BEGIN EXERCISE INPUTS

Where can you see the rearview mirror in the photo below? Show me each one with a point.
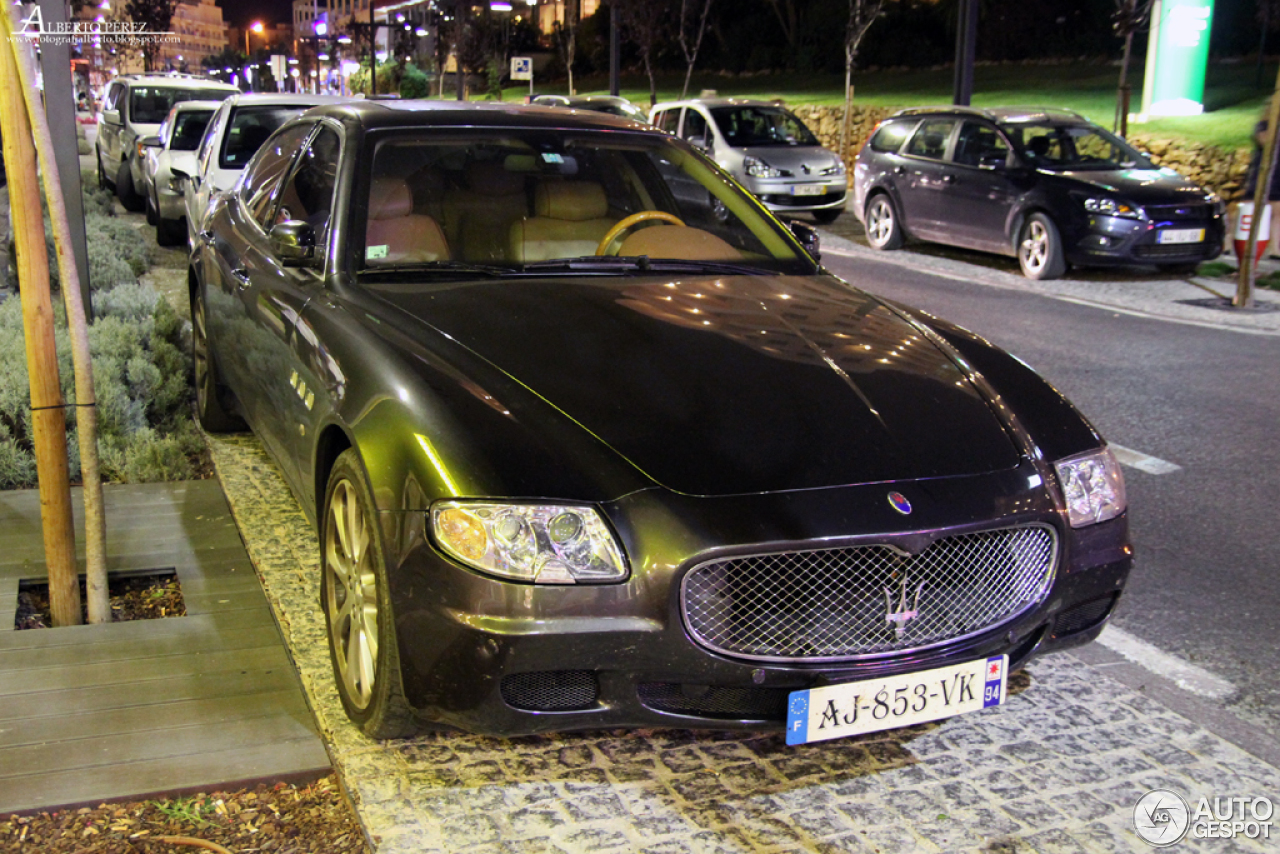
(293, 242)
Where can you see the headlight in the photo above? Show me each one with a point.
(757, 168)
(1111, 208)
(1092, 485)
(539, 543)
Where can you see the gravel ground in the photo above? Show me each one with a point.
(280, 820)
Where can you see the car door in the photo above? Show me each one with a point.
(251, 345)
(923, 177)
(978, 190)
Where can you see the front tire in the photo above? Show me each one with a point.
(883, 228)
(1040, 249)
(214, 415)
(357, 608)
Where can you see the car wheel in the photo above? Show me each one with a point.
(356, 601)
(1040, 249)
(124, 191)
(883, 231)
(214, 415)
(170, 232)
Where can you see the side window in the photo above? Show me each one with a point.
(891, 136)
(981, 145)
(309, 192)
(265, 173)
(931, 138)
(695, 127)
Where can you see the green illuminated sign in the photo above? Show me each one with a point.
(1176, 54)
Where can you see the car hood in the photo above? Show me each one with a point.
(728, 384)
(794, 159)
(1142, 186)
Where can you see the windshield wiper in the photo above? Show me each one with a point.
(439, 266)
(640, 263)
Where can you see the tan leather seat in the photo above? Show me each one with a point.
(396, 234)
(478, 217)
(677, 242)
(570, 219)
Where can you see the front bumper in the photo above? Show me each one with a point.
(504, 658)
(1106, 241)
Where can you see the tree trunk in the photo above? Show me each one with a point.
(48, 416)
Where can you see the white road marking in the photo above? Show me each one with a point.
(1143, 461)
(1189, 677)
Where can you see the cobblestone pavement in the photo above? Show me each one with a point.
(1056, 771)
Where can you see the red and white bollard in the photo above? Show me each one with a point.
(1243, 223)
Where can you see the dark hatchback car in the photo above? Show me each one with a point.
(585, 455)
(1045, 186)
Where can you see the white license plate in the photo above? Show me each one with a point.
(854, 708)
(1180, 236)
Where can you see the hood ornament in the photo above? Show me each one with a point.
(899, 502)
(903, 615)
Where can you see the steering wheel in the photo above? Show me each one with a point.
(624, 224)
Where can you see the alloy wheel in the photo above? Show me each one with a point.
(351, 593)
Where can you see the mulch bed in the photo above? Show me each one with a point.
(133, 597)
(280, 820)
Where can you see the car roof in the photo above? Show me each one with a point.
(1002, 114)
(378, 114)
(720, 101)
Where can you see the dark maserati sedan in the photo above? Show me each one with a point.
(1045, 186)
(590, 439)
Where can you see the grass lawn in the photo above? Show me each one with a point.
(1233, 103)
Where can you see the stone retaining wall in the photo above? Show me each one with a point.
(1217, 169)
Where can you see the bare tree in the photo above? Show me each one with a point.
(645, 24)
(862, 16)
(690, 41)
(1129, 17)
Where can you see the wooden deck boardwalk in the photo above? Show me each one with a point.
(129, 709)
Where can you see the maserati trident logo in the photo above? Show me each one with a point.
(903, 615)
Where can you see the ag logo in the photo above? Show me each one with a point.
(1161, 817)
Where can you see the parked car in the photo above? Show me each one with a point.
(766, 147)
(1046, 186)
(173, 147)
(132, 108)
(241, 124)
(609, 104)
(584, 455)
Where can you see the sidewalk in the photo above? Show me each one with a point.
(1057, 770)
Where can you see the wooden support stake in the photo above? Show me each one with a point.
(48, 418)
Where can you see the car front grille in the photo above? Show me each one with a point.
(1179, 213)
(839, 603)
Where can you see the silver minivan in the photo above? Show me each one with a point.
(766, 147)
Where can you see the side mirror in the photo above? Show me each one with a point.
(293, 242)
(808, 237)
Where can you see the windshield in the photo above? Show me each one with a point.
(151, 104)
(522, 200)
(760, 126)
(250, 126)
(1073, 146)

END EXERCISE INPUTS

» TO BE DONE: Retype all of the records above word for word, leaving out the picture.

» TASK RESULT:
Where can you see the rearview mirror in the photo below? Show me each one with a point.
(293, 242)
Where can you see the headlight in the photo above? Show me each one with a point.
(757, 168)
(1111, 208)
(1092, 485)
(539, 543)
Where can you see the gravel ground in the photo above? Show me each one with a point.
(280, 820)
Where can you see the car door in the photo above? Show me each one with a point.
(251, 345)
(923, 177)
(978, 190)
Where can you see the front tire in the photo above? Show me each one with a point.
(883, 228)
(1040, 249)
(214, 415)
(357, 608)
Where can you see the car wheel in the photo above? Show me each one with a point.
(356, 601)
(1040, 249)
(124, 191)
(883, 231)
(214, 415)
(170, 232)
Where can you see the side window in the photo above? Show me each one with a point.
(891, 136)
(981, 145)
(309, 192)
(265, 173)
(931, 138)
(695, 127)
Where can you see the green illuminated sign in the photo above? Show me each one with a point.
(1176, 54)
Where can you see the car hood in the photo above? Show me each one with a point.
(728, 384)
(794, 159)
(1142, 186)
Where can you see the windshield wiper in the photo above? Show me each one with a point.
(439, 266)
(640, 263)
Where can you see the tan leather seat in the photo above? Show me each one with a point.
(396, 234)
(478, 217)
(677, 242)
(570, 219)
Where can you see the front bumper in the photo above? Show me each one with a point.
(504, 658)
(1106, 241)
Where can you see the tree trunk in the photo above? Show me each one with a point.
(48, 416)
Where can you see the white road marking in the photo above? Show me each one with a point.
(1143, 461)
(1189, 677)
Where can you see the cobblestone pavement in the photo above? Show me each one with a point.
(1056, 771)
Where can you see the red and white bollard in the photo above? Show me each one with a point.
(1243, 223)
Where can you see the dark hatchback car in the photo above? Show me each one with a point.
(585, 455)
(1045, 186)
Where can you see the white license plate in the photo above? Show me each one with a point.
(854, 708)
(1180, 236)
Where can you see the hood ornament in the photo above? Show me each one with a point.
(899, 502)
(903, 615)
Where can you see the steering wheel in the photo above? Show me each one with a point.
(624, 224)
Where can you see the alloy wheel in the photo above? Show me each one with a point.
(351, 593)
Where can you see the mulch bed in the photo above? Show me each one with a point.
(133, 597)
(280, 820)
Where can you see the car roof in the photo above? Show me each one with a point.
(1002, 114)
(378, 114)
(720, 101)
Where can you see the dark maserati sedan in the photo above? Show me each one with a point.
(1045, 186)
(590, 439)
Where can you see the grass lawn in the photo above? Show me each one with a point.
(1233, 103)
Where can you see the stone retaining wall in the photo above? Show me each one with a point.
(1217, 169)
Where can you see the bare tree in the photo above? Show me each one with a point.
(645, 24)
(862, 16)
(690, 41)
(1129, 17)
Where can you see the wooden deck boardwalk in the photo above? Show me each one with a point.
(129, 709)
Where can you see the maserati trident logo in the photo above? Show me each one with a point.
(903, 615)
Where can you see the ag logo in the photo above? Show me each one with a point.
(1161, 817)
Where can you see the parked car in the photo above? Show me each one with a point.
(766, 147)
(1046, 186)
(173, 147)
(132, 108)
(241, 124)
(609, 104)
(584, 455)
Where can you see the sidewalk in the photo above? Show me each one with a point.
(1057, 770)
Where can you see the wooden support stake in the photo above? Show me each one with a point.
(48, 418)
Where can you see the car front grille in the photo above? Show me each one with a point.
(1179, 213)
(839, 603)
Where can you see the silver minivan in the photo above? Show me each one with a point.
(766, 147)
Where can you see the side mirror in the photo above? Show me each one with a point.
(293, 242)
(808, 237)
Where can you see the windshield in the photo above? Show me each one with a point.
(151, 104)
(522, 200)
(760, 126)
(250, 126)
(1073, 146)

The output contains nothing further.